### Given data
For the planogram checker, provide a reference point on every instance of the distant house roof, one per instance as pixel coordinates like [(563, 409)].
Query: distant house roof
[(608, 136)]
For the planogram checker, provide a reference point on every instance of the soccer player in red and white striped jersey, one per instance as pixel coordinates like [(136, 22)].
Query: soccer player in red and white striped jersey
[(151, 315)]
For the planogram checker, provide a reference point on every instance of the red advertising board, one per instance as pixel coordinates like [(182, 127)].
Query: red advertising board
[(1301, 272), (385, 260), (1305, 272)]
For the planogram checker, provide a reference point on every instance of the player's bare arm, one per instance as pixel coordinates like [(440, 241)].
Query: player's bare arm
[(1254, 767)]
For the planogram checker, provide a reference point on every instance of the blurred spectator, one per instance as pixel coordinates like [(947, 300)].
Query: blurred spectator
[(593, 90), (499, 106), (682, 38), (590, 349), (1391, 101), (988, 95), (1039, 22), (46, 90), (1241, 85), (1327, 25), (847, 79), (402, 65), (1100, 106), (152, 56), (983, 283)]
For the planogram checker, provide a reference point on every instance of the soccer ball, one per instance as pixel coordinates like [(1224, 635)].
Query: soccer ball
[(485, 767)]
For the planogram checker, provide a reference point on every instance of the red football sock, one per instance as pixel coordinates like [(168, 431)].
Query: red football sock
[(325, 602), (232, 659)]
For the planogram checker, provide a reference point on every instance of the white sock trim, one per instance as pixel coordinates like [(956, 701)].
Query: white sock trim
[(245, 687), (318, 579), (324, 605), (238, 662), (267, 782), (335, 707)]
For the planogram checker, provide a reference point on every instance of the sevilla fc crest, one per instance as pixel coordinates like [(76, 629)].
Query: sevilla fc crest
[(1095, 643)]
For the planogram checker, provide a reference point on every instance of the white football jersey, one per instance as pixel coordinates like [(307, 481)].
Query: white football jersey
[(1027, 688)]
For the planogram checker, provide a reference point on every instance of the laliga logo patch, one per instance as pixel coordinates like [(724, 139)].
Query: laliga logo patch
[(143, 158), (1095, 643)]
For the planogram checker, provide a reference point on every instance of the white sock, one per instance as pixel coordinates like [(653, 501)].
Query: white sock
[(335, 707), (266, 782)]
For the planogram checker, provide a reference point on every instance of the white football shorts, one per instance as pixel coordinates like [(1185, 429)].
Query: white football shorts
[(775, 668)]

### Exercise directions
Please reproduce every line from the one containing "like [(168, 431)]." through the last line, both included, and rescale the answers by multiplying each coordinate by 0.65, rounding to whole numbers with halves going up. Leave the requests unchanged and give nothing beyond those lines.

### Answer
For the planogram checker, provide a reference point on every instance of the red football sock, one per instance as pixel coordinates like [(168, 431)].
Query: red football sock
[(211, 391), (151, 428)]
For the planogram checker, provide a reference point on every instance of the white sock trim, one per instance as pixel coordinates like [(956, 701)].
Query: white sock trim
[(159, 447), (207, 376), (211, 393), (155, 430), (174, 508), (218, 460)]
For the planogram checker, provide a reference point on every instance of the sevilla fc crest, one per instance as pixel coordinates like [(76, 629)].
Query: sevilla fc crest
[(712, 418)]
For the planogram checker, provide a reference point on every instance of the white football jersey, one per instance as pixel coordinates like [(307, 481)].
Query: white football jersey
[(668, 447)]
For the planogram checker, provide a reference point on every instance of the laliga logo patch, one per instance as pixel coordinates like [(724, 139)].
Query: laliga logo patch
[(93, 103), (712, 418)]
For the planogram checker, provide a reference point on every instance of the white sock, one per instance as pixel coordinates like [(653, 501)].
Query: white sock
[(218, 460), (173, 508)]
For the planogram checker, provide a reference point on every instance of the white football shorts, one per instance as pixel coordinates like [(1185, 429)].
Query: white football shorts
[(504, 434)]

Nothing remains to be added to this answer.